**What you need to do:** Copy the records from the line containing "Please point out the ceiling air" through the end of the records, inclusive, changing "baseboard" to "skirting board" and leaving everything else unchanged.

**Data for processing:**
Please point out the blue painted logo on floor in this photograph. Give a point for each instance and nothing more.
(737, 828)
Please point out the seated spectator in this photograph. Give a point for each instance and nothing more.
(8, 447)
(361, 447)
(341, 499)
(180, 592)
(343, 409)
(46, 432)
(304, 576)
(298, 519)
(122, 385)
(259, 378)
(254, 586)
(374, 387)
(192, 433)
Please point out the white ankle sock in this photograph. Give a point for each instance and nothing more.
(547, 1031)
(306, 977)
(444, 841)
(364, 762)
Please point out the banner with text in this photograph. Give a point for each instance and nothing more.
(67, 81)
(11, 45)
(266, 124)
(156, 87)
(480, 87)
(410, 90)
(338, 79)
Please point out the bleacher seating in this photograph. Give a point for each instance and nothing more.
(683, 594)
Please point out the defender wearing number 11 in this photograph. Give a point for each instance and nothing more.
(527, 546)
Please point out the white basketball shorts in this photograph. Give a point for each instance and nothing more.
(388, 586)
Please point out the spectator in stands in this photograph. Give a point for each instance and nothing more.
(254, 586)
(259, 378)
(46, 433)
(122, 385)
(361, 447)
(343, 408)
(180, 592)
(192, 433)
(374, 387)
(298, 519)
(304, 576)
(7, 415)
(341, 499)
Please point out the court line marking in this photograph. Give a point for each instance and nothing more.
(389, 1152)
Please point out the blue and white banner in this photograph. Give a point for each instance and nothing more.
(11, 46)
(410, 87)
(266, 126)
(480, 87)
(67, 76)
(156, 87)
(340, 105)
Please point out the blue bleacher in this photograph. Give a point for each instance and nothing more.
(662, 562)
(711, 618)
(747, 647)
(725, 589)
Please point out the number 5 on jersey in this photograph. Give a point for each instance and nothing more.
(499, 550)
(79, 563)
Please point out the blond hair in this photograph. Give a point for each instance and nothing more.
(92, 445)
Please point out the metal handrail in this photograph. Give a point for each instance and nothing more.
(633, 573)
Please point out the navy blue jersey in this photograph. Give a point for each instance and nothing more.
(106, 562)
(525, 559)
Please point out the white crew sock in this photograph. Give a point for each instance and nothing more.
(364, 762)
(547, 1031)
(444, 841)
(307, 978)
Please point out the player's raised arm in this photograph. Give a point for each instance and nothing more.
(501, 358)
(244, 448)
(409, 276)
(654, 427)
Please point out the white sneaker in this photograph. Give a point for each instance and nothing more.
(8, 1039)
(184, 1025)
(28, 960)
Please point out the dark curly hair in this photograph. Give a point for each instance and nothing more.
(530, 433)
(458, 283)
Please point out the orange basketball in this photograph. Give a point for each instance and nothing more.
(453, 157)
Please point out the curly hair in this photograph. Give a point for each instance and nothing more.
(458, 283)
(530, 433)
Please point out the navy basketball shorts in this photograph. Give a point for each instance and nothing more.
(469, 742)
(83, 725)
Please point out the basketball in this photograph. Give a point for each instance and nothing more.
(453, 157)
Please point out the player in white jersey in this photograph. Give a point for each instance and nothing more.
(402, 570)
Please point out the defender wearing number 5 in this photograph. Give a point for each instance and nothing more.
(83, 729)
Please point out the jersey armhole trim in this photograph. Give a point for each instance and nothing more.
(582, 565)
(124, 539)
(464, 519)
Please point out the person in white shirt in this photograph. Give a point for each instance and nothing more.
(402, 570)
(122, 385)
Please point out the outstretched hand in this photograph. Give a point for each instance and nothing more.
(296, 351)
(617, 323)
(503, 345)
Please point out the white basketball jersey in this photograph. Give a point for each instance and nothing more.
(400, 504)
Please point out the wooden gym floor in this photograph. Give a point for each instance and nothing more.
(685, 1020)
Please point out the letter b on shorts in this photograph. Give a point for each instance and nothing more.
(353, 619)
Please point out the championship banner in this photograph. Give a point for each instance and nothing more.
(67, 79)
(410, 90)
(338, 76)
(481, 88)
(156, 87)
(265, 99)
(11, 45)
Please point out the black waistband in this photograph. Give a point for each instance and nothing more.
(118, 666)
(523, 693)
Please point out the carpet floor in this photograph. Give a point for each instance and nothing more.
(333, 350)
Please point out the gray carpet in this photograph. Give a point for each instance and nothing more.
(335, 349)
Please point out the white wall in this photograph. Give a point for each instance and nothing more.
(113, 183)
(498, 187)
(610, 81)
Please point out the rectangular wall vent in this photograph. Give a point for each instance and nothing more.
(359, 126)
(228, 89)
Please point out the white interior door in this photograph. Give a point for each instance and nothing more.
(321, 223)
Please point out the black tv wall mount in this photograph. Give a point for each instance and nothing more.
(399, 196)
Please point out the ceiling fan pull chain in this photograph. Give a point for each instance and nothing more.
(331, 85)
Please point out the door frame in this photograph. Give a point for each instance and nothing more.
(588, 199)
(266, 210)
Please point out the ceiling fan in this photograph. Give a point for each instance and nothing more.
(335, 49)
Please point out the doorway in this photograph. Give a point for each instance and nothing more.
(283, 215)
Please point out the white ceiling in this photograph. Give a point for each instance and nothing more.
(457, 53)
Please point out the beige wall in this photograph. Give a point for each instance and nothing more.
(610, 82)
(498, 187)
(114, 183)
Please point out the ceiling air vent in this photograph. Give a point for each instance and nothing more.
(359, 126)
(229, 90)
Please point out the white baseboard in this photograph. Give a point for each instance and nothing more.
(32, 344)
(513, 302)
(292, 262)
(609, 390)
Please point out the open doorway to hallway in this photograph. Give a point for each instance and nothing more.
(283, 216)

**Output below:**
Please point out the ceiling air vent in this photograph. Give a point for each instance and nothing more.
(359, 126)
(229, 90)
Please point out the white skirting board in this photograph. Give a point for each instance and nothing more.
(32, 344)
(513, 302)
(292, 262)
(609, 390)
Please point out the open doorway to hallway in this photograph. Give a point for each instance and nothing more.
(283, 216)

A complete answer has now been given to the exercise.